Est votée également, la possibilité de suspendre les allocations familiales pour lutter contre l’absentéisme scolaire. Ce qui fait des parents, souvent en grande difficultés financières, des flics responsables de l’attitude de leurs enfants et s’ils échouent à faire respecter la règle ils ne pourront plus recevoir leurs droits aux allocs. C’est aussi valable pour les parents d’enfants délinquants puisqu’ils pourront être expulsés de leurs logements sociaux. Les droits deviennent assujettis à leurs comportements et à ceux de leurs progénitures.

Le Sénat a également donné son feu vert à deux amendements de dernière minute du gouvernement. L’un instaure une obligation d’information du préfet trois mois au préalable, avant toute subvention publique pour la construction d’un lieu de culte. Le second permet au préfet de s’opposer à l’ouverture d’écoles hors contrat soutenue par un État étranger « hostile » à la République et une loi précédente interdit également aux écoles en langue régionales.

━━━━━━━━

* CONSIGNE A *
Pour chacune des affirmations suivantes, indiquez par oui ou par non si elle concorde avec le texte présenté, puis citez telle quelle la formule du texte qui tranche. (i) Le préfet doit être prévenu trois mois avant toute subvention publique destinée à construire un lieu de culte. (ii) Les parents d’enfants délinquants risquent de perdre leur logement social. (iii) Le Sénat a rejeté les amendements de dernière minute du gouvernement.
* CONSIGNE B *
Recopiez fidèlement le passage du texte présenté qui va de « Est votée également, la » jusqu’à « de leurs progénitures. » inclus.
Les entrées ci-après n’ont aucun lien avec le texte présenté.

Entrées de données stockées:
━━━━━━━━

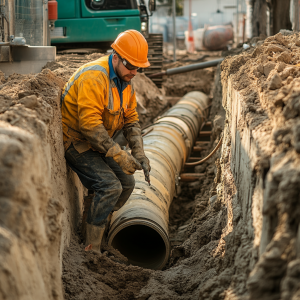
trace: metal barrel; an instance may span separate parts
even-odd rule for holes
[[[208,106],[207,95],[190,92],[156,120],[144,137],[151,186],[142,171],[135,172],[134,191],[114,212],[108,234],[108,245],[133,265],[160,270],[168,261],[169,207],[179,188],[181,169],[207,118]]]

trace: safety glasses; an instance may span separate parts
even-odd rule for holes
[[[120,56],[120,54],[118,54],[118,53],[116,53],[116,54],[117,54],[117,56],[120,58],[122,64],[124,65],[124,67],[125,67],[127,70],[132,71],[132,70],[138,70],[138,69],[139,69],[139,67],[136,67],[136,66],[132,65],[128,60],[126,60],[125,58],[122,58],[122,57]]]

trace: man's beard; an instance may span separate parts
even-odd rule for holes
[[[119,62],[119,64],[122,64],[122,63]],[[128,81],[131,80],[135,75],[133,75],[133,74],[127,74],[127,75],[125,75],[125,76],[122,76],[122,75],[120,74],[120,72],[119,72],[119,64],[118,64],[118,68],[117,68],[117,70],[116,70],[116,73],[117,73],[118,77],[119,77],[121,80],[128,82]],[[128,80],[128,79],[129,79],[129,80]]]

━━━━━━━━

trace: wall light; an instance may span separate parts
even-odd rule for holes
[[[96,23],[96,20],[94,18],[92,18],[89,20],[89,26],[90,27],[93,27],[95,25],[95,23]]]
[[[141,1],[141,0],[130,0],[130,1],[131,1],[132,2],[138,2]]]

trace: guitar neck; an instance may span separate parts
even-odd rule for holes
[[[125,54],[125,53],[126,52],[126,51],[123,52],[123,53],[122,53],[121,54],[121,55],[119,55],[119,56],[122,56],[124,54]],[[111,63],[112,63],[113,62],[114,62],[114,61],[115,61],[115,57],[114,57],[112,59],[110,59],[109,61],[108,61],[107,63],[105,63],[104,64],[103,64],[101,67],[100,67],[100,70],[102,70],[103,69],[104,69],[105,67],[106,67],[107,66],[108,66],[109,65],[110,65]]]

━━━━━━━━

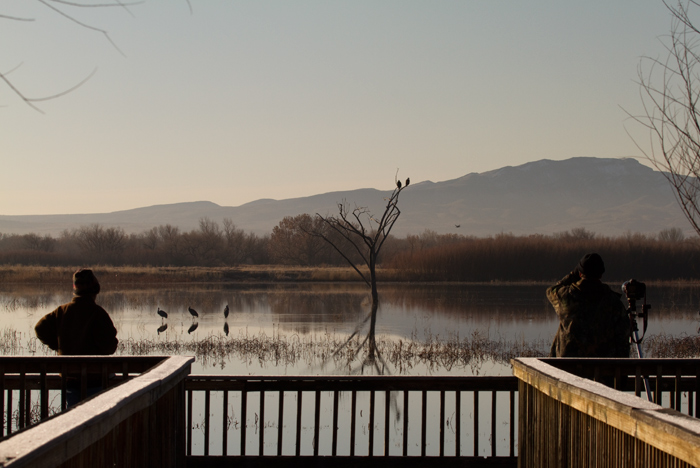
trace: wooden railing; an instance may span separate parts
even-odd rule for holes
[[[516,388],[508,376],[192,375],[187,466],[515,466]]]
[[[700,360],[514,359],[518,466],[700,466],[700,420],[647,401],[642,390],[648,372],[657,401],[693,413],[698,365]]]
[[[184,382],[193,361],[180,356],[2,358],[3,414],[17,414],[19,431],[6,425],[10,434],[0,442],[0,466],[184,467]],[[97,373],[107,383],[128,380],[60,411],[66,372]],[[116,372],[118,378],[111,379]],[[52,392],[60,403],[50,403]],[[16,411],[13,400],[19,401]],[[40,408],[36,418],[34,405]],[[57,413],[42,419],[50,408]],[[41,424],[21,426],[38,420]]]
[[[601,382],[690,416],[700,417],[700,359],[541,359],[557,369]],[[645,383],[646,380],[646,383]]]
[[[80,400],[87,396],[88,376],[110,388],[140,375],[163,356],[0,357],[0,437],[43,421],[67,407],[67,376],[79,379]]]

━━━━━━━━

* CORRIGÉ A *
(i) Oui : « une obligation d’information du préfet trois mois au préalable, avant toute subvention publique pour la construction d’un lieu de culte ».
(ii) Oui : « ils pourront être expulsés de leurs logements sociaux ».
(iii) Non : « Le Sénat a également donné son feu vert à deux amendements de dernière minute du gouvernement ».

* CORRIGÉ B *
Est votée également, la possibilité de suspendre les allocations familiales pour lutter contre l’absentéisme scolaire. Ce qui fait des parents, souvent en grande difficultés financières, des flics responsables de l’attitude de leurs enfants et s’ils échouent à faire respecter la règle ils ne pourront plus recevoir leurs droits aux allocs. C’est aussi valable pour les parents d’enfants délinquants puisqu’ils pourront être expulsés de leurs logements sociaux. Les droits deviennent assujettis à leurs comportements et à ceux de leurs progénitures.